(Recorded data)
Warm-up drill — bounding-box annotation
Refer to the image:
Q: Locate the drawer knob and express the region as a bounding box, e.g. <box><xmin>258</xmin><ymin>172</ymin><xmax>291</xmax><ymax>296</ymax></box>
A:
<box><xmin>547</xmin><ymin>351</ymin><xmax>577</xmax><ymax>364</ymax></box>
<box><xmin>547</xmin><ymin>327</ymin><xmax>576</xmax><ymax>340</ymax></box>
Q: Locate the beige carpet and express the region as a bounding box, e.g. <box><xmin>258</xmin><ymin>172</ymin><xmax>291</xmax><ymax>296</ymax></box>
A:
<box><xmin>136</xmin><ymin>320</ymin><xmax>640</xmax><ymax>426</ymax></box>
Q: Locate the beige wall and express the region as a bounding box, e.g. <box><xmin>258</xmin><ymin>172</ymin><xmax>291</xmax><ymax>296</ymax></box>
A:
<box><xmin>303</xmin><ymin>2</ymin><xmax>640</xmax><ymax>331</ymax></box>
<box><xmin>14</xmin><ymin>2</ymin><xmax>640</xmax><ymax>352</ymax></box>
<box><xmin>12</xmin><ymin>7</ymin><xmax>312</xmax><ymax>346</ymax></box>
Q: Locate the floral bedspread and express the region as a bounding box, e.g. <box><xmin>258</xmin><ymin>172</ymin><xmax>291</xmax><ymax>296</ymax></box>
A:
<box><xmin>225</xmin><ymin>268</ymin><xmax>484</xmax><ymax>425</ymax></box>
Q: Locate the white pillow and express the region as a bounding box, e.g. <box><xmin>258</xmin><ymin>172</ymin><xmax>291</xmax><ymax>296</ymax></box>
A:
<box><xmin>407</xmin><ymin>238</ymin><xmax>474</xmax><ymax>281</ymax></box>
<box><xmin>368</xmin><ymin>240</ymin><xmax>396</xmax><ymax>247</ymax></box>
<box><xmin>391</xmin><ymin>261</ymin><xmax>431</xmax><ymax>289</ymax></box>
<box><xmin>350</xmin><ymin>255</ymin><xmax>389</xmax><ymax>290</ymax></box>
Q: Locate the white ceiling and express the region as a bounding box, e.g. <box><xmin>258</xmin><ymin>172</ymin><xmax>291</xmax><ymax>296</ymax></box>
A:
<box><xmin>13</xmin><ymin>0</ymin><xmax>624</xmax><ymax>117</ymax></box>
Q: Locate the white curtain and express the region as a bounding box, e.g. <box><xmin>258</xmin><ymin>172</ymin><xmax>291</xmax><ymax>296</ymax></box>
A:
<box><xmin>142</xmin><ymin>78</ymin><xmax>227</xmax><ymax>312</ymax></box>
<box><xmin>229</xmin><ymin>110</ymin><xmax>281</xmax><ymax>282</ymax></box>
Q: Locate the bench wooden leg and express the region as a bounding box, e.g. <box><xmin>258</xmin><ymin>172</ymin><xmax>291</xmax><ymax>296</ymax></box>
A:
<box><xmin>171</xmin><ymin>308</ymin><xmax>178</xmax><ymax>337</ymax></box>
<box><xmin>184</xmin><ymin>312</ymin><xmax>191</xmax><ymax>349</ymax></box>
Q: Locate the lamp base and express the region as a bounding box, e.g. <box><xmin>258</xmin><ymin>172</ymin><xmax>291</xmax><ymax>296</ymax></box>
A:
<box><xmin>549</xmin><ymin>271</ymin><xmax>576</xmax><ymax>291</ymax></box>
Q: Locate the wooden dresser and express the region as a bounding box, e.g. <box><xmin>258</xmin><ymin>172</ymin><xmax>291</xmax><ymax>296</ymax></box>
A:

-- Work to do --
Copy out every item above again, word for word and line for line.

-- Response --
Warm-up drill — bounding-box annotation
Refer to the image:
Q: Locate the drawer knob and express the region as a bounding box, e.g. <box><xmin>258</xmin><ymin>172</ymin><xmax>291</xmax><ymax>296</ymax></box>
A:
<box><xmin>547</xmin><ymin>351</ymin><xmax>577</xmax><ymax>364</ymax></box>
<box><xmin>547</xmin><ymin>327</ymin><xmax>576</xmax><ymax>340</ymax></box>
Q: Locate the beige carpet and express the region as a bounding box, e.g. <box><xmin>258</xmin><ymin>172</ymin><xmax>291</xmax><ymax>296</ymax></box>
A:
<box><xmin>136</xmin><ymin>320</ymin><xmax>640</xmax><ymax>426</ymax></box>
Q: Locate the beige wall and express the region as a bounding box, e.g. <box><xmin>258</xmin><ymin>172</ymin><xmax>291</xmax><ymax>296</ymax></box>
A:
<box><xmin>303</xmin><ymin>2</ymin><xmax>640</xmax><ymax>331</ymax></box>
<box><xmin>14</xmin><ymin>2</ymin><xmax>640</xmax><ymax>352</ymax></box>
<box><xmin>12</xmin><ymin>7</ymin><xmax>312</xmax><ymax>346</ymax></box>
Q: Locate the floral bedspread and express the region as a bounding box, e.g. <box><xmin>258</xmin><ymin>172</ymin><xmax>291</xmax><ymax>296</ymax></box>
A:
<box><xmin>225</xmin><ymin>268</ymin><xmax>484</xmax><ymax>425</ymax></box>
Q: Locate the white pillow and express the region as a bounding box, e.g. <box><xmin>258</xmin><ymin>172</ymin><xmax>291</xmax><ymax>296</ymax></box>
A:
<box><xmin>407</xmin><ymin>238</ymin><xmax>474</xmax><ymax>281</ymax></box>
<box><xmin>368</xmin><ymin>240</ymin><xmax>396</xmax><ymax>247</ymax></box>
<box><xmin>391</xmin><ymin>261</ymin><xmax>431</xmax><ymax>289</ymax></box>
<box><xmin>350</xmin><ymin>255</ymin><xmax>389</xmax><ymax>290</ymax></box>
Q: Locate the white ceiling and express the region as a bounding box, e.g. <box><xmin>258</xmin><ymin>172</ymin><xmax>291</xmax><ymax>296</ymax></box>
A:
<box><xmin>13</xmin><ymin>0</ymin><xmax>624</xmax><ymax>117</ymax></box>
Q: Locate the white curtain and express the region as a bounding box, e.g. <box><xmin>258</xmin><ymin>172</ymin><xmax>291</xmax><ymax>296</ymax></box>
A:
<box><xmin>142</xmin><ymin>78</ymin><xmax>227</xmax><ymax>312</ymax></box>
<box><xmin>229</xmin><ymin>110</ymin><xmax>281</xmax><ymax>282</ymax></box>
Q: Locate the bench wooden leg and express the region as a bounding box, e.g. <box><xmin>258</xmin><ymin>172</ymin><xmax>291</xmax><ymax>296</ymax></box>
A:
<box><xmin>171</xmin><ymin>308</ymin><xmax>178</xmax><ymax>337</ymax></box>
<box><xmin>184</xmin><ymin>312</ymin><xmax>191</xmax><ymax>349</ymax></box>
Q: Locate the lamp base and express the region as a bounding box, e.g. <box><xmin>258</xmin><ymin>172</ymin><xmax>291</xmax><ymax>296</ymax></box>
A:
<box><xmin>549</xmin><ymin>271</ymin><xmax>576</xmax><ymax>291</ymax></box>
Q: Locate the wooden dresser and express the region as a bounding box, e.g. <box><xmin>258</xmin><ymin>172</ymin><xmax>291</xmax><ymax>296</ymax></box>
A:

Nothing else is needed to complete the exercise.